#### [Problem statement]
Write out exactly the lines from the one containing "Task: place one pin on each instance of the navy" through the last line of the records below, including both.
_ _ _ _ _
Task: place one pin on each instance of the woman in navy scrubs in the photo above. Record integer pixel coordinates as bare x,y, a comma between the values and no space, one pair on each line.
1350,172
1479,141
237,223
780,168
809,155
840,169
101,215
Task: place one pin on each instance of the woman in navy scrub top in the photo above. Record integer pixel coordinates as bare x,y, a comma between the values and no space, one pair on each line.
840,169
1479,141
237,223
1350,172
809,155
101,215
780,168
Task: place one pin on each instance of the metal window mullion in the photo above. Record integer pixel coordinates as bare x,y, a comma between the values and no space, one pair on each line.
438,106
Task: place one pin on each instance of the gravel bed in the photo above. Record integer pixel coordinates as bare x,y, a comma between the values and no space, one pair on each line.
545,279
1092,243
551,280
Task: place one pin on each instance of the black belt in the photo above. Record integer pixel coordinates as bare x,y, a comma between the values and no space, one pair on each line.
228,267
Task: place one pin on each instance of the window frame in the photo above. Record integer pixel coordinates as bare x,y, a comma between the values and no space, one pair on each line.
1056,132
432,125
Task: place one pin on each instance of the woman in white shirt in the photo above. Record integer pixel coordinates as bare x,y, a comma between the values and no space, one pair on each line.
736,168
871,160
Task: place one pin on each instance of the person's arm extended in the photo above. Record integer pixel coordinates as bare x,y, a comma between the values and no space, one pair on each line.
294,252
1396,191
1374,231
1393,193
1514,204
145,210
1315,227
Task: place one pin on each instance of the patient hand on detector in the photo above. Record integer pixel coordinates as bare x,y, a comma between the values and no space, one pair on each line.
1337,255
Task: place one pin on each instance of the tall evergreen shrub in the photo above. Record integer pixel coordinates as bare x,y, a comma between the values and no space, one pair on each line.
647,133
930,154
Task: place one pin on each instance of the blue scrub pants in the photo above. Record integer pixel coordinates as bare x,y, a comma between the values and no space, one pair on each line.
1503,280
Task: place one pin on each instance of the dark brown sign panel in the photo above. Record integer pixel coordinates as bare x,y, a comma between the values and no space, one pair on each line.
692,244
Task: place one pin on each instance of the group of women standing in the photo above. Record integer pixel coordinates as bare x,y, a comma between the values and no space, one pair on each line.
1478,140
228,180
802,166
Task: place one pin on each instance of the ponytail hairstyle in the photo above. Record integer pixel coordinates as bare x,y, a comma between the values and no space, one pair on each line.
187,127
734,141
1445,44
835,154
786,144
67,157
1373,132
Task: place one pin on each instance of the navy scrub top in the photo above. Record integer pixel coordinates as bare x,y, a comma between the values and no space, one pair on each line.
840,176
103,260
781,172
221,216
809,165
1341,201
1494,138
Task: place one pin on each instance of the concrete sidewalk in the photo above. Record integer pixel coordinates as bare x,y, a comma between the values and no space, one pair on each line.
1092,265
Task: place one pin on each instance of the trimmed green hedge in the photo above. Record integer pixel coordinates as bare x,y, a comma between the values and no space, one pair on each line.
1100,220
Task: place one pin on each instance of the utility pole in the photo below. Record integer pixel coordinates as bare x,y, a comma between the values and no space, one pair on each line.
_ _ _ _ _
#### [Output for this task]
Task: place one pin on each instance of the navy scrub top in the photo above. Record integer pixel coordinates as bare x,y, a comma between the values and no space, one pair on each line.
840,176
103,260
781,172
221,216
809,165
1341,201
1494,138
Task: place one pin on each instance of the concrete sidewalk in the photo above. Record integer pixel coordinates as bare x,y, a comma between the values and no space, one pair on each line.
1092,265
Task: place one pin on each instance of the trimmed green hedge in the photo above. Record integer pixel coordinates as bare x,y, a comma between the values and no space, one pair on each line.
1100,220
Task: place one pin on each instance of the utility pole in the photo below. Record integer pixel coordinates as bare x,y, a comma between the values and no space, one pair on each line.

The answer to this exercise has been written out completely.